:: Exercise materials ::
++++++++++
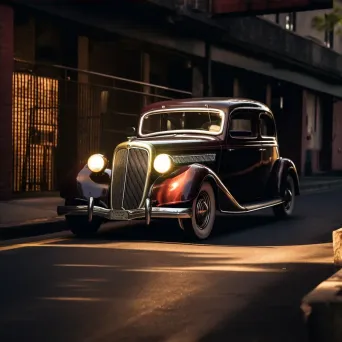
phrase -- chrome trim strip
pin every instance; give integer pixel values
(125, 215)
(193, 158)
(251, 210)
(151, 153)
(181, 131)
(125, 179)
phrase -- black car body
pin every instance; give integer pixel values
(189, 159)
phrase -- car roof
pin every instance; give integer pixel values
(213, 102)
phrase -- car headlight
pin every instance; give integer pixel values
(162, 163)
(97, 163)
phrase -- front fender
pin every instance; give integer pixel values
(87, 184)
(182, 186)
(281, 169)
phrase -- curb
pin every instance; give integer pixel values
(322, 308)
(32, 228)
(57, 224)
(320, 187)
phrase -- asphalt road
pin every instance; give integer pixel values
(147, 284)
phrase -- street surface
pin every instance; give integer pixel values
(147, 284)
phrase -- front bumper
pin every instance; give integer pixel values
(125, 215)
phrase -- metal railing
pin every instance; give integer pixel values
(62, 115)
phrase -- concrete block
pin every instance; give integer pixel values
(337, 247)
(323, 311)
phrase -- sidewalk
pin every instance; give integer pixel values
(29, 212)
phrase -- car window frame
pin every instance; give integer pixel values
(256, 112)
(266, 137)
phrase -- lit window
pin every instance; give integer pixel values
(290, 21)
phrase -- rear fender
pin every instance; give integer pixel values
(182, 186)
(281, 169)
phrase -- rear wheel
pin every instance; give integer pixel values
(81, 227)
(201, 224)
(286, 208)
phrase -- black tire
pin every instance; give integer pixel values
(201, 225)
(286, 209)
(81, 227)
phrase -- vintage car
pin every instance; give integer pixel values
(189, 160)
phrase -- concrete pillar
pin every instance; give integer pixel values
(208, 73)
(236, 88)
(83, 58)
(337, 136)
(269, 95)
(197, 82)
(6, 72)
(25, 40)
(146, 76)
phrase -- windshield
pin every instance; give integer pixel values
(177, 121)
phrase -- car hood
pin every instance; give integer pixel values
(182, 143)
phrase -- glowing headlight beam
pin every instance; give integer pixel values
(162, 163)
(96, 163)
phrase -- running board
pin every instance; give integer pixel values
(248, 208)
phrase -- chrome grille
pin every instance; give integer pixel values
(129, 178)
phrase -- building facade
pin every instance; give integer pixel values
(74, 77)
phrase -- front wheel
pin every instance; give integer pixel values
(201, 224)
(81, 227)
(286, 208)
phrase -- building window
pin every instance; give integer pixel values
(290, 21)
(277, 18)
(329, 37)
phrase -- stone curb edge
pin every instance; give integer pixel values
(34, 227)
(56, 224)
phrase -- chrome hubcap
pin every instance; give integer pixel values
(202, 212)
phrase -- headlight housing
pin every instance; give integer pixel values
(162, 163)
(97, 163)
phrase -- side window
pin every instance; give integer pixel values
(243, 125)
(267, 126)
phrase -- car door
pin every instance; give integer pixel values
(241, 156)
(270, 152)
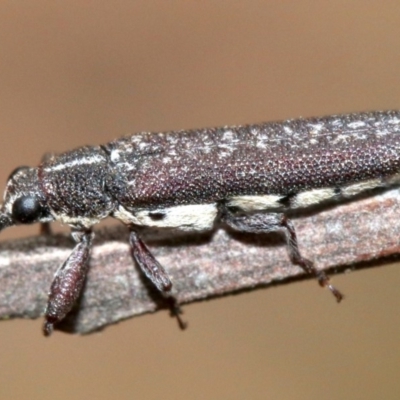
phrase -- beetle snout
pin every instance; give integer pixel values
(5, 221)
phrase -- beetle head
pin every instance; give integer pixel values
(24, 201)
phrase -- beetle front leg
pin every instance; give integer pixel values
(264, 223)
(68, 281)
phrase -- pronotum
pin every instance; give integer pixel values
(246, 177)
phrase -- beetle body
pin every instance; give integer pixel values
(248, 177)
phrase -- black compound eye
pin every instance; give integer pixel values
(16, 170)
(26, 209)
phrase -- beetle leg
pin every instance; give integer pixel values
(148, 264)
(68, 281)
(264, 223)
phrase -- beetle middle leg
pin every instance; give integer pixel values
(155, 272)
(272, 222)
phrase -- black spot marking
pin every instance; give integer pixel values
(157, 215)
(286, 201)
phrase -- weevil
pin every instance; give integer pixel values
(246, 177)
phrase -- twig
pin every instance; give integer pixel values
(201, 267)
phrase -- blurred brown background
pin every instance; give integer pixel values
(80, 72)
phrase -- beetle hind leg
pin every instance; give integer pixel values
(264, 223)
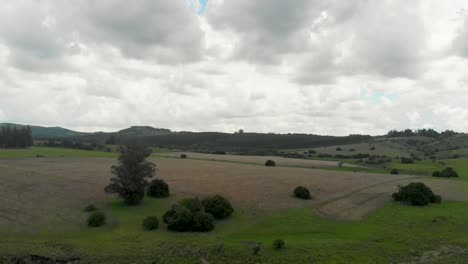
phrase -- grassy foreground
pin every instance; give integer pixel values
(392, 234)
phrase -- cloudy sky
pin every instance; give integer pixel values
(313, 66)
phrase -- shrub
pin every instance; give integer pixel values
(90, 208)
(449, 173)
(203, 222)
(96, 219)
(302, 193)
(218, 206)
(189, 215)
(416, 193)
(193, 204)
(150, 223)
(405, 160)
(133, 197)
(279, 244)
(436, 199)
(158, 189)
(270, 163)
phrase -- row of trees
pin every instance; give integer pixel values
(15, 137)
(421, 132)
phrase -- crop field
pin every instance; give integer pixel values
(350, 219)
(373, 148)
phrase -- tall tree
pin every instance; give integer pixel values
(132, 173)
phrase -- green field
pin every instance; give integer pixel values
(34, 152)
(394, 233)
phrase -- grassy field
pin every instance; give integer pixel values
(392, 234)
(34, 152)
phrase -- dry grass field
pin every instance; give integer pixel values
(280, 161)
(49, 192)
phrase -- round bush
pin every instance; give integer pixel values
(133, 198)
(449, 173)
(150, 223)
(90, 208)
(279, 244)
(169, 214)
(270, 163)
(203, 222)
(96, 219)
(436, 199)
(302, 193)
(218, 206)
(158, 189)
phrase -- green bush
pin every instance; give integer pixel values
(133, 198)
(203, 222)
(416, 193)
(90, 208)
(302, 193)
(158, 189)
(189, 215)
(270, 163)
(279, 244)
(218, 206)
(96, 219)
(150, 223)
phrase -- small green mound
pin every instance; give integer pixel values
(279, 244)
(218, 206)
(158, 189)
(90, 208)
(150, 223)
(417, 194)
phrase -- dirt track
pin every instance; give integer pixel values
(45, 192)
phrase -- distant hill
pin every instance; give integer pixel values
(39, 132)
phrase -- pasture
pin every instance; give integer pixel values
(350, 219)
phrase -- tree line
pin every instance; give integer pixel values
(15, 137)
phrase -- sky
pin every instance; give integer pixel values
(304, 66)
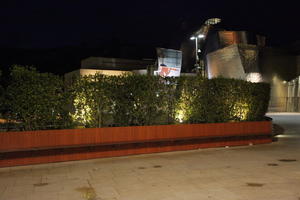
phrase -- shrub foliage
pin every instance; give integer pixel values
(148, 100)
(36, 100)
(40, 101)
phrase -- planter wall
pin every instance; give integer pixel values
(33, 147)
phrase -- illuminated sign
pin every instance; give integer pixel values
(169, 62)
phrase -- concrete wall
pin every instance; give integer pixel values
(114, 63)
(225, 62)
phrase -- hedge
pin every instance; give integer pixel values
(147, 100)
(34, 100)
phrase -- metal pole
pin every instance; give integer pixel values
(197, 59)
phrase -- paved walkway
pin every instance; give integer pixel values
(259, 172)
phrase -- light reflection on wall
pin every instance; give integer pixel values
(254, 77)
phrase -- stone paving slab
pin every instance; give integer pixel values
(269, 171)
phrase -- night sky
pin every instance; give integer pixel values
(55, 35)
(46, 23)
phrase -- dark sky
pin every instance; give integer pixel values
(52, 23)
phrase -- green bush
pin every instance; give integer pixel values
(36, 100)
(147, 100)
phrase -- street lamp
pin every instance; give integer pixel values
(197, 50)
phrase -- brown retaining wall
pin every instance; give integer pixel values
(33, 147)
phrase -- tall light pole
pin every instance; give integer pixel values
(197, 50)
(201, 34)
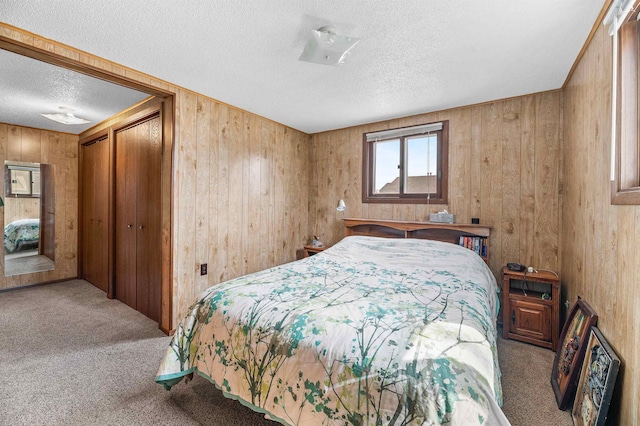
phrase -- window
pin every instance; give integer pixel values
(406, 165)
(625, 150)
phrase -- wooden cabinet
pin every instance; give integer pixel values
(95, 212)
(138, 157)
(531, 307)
++++++++++
:: Exercise goal ::
Retype the whole of the data verbatim. Skip every picture.

:: Answer for the task ::
phrase -- chrome trim strip
pin every instance; give integer pixel values
(125, 215)
(193, 158)
(251, 210)
(151, 153)
(181, 131)
(125, 179)
phrase -- black car body
pin every instance; give integer pixel values
(189, 159)
phrase -- car roof
pin every instance; give integer pixel values
(213, 102)
phrase -- car headlight
pin every instance; give integer pixel values
(162, 163)
(97, 163)
phrase -- front fender
pin every instance; give integer pixel values
(87, 184)
(182, 186)
(281, 169)
phrase -- curb
pin every instance; give integer pixel values
(322, 308)
(32, 228)
(57, 224)
(320, 187)
phrase -- asphalt road
pin every instance; give integer pixel values
(147, 284)
phrase -- street surface
pin every instance; give integer pixel values
(147, 284)
phrase -- front bumper
pin every instance; give integer pixel values
(125, 215)
phrase -- metal railing
pin every instance; give integer pixel values
(62, 115)
phrase -- concrete block
pin every instance; give integer pixel values
(337, 247)
(323, 311)
phrase -- sidewalk
pin every instance; give integer pixel values
(29, 212)
phrase -- car window frame
pin every instance; give integer pixel values
(256, 112)
(266, 137)
phrase -- lit window
pin every instance; give integer pixel values
(290, 21)
phrase -- rear fender
pin every instance; give integer pixel values
(182, 186)
(281, 169)
phrase -- rear wheel
pin every instance; give integer pixel values
(81, 227)
(201, 224)
(286, 208)
phrase -- black tire
pin every instance; give integer pixel values
(201, 225)
(286, 209)
(81, 227)
phrase -- vintage car
pin every instance; give integer pixel values
(189, 160)
phrase -- concrete pillar
pin every instance; give integer pixel values
(208, 73)
(236, 88)
(83, 58)
(337, 136)
(269, 95)
(197, 82)
(6, 72)
(25, 40)
(146, 76)
phrase -- windshield
pin every instance; give integer pixel values
(177, 121)
phrase -- car hood
pin every instance; give integer pixel values
(182, 143)
phrase -- glowing headlight beam
pin every instance; give integer pixel values
(162, 163)
(96, 163)
phrase -- running board
pin every instance; give integer pixel values
(248, 208)
phrase -- chrome grille
pin every instance; give integer pixel values
(129, 178)
phrase -- building facade
pin every instance; give integer pixel values
(74, 77)
phrase -- front wheel
pin every instance; give integer pixel values
(201, 224)
(81, 227)
(286, 208)
phrase -- building window
pin every instance; give integer pixel values
(290, 21)
(277, 18)
(329, 37)
phrase -- stone curb edge
pin every instance; give integer pixel values
(34, 227)
(56, 224)
phrase -- chrome hubcap
pin every instance; give integer pixel values
(202, 212)
phrase -- headlight housing
pin every instance; give integer pixel values
(162, 163)
(97, 163)
phrase -- side window
pin every instance; give integer pixel values
(243, 125)
(267, 126)
phrase -- car door
pin every instance; give integer pixel values
(241, 156)
(270, 152)
phrase -- beetle snout
pin every instance; give integer pixel values
(5, 221)
phrase -- beetle head
pin every instance; give integer pixel values
(24, 201)
phrase -- beetle front leg
pin every instance; give integer pixel values
(264, 223)
(68, 281)
phrase -- pronotum
pin every instance; give integer pixel values
(246, 177)
phrase -- beetle body
pin every instance; give integer pixel values
(248, 177)
phrase -- black compound eye
pin every instance; give integer pixel values
(16, 170)
(26, 209)
phrase -- beetle leg
pin every instance; give integer pixel values
(148, 264)
(68, 281)
(264, 223)
phrase -- beetle middle leg
pin every instance; give integer pixel values
(155, 272)
(272, 222)
phrase -- black spot marking
pin every instance; give integer pixel values
(157, 215)
(286, 201)
phrase -- weevil
pin every instance; give integer pixel values
(246, 177)
phrase -- twig
pin every instance; give integer pixel values
(201, 267)
phrase -- blurred brown background
pin every instance; give integer pixel values
(80, 72)
phrase -- beetle hind leg
pin every instance; give integer pixel values
(264, 223)
phrase -- grassy foreground
pin every instance; give integer pixel values
(392, 234)
phrase -- cloudy sky
pin every instance; give integer pixel values
(313, 66)
phrase -- shrub
pin every instance; give integer pixel values
(90, 208)
(449, 173)
(203, 222)
(96, 219)
(302, 193)
(218, 206)
(189, 215)
(416, 193)
(193, 204)
(150, 223)
(405, 160)
(133, 197)
(279, 244)
(436, 199)
(158, 189)
(270, 163)
phrase -- row of trees
pin every instance; give integer pixel values
(15, 137)
(421, 132)
phrase -- crop field
pin every instance; give integer pixel values
(350, 219)
(373, 148)
phrase -- tall tree
pin every instance; give integer pixel values
(132, 173)
phrase -- green field
pin every instance; give integer pixel values
(34, 152)
(394, 233)
phrase -- grassy field
pin every instance; give integer pixel values
(392, 234)
(34, 152)
phrase -- dry grass field
pin every instance; give integer pixel values
(280, 161)
(49, 192)
phrase -- round bush
pin every instance; give integer pixel values
(133, 198)
(449, 173)
(150, 223)
(90, 208)
(279, 244)
(169, 214)
(270, 163)
(203, 222)
(96, 219)
(436, 199)
(302, 193)
(218, 206)
(158, 189)
phrase -- green bush
pin every instance; give integer pixel values
(133, 198)
(203, 222)
(416, 193)
(90, 208)
(302, 193)
(158, 189)
(189, 215)
(270, 163)
(279, 244)
(218, 206)
(96, 219)
(150, 223)
phrase -- small green mound
pin every instance; give integer pixel values
(279, 244)
(218, 206)
(158, 189)
(90, 208)
(150, 223)
(417, 194)
phrase -- dirt track
pin every instance; give integer pixel values
(45, 192)
phrase -- distant hill
pin every instance; give integer pixel values
(39, 132)
phrase -- pasture
pin every instance; give integer pixel values
(350, 219)
phrase -- tree line
pin every instance; give integer pixel values
(15, 137)
phrase -- sky
pin every instance; give integer pixel values
(304, 66)
phrase -- shrub foliage
pin every instance; give integer pixel values
(148, 100)
(36, 100)
(40, 101)
phrase -- planter wall
pin every instance; give integer pixel values
(33, 147)
phrase -- illuminated sign
pin every instance; give integer pixel values
(169, 62)
phrase -- concrete wall
pin every instance; give integer pixel values
(114, 63)
(225, 62)
phrase -- hedge
pin every instance; give integer pixel values
(147, 100)
(34, 100)
phrase -- metal pole
pin every instance; give integer pixel values
(197, 59)
phrase -- paved walkway
pin every instance; give integer pixel values
(259, 172)
phrase -- light reflection on wall
pin every instance; give integer pixel values
(254, 77)
phrase -- stone paving slab
pin every instance; give integer pixel values
(269, 171)
phrase -- night sky
pin every instance; give integer pixel values
(55, 35)
(46, 23)
phrase -- dark sky
pin every instance; give integer pixel values
(52, 23)
phrase -- green bush
pin every instance; give integer pixel values
(36, 100)
(147, 100)
phrase -- street lamp
pin every instance; give integer pixel values
(197, 50)
phrase -- brown retaining wall
pin every instance; give integer pixel values
(33, 147)
phrase -- tall light pole
pin every instance; give integer pixel values
(197, 50)
(201, 34)
phrase -- window
pin every instance; give integer pixel values
(406, 165)
(625, 150)
phrase -- wooden cabinet
pin every instance; give integer pixel values
(95, 212)
(138, 157)
(531, 307)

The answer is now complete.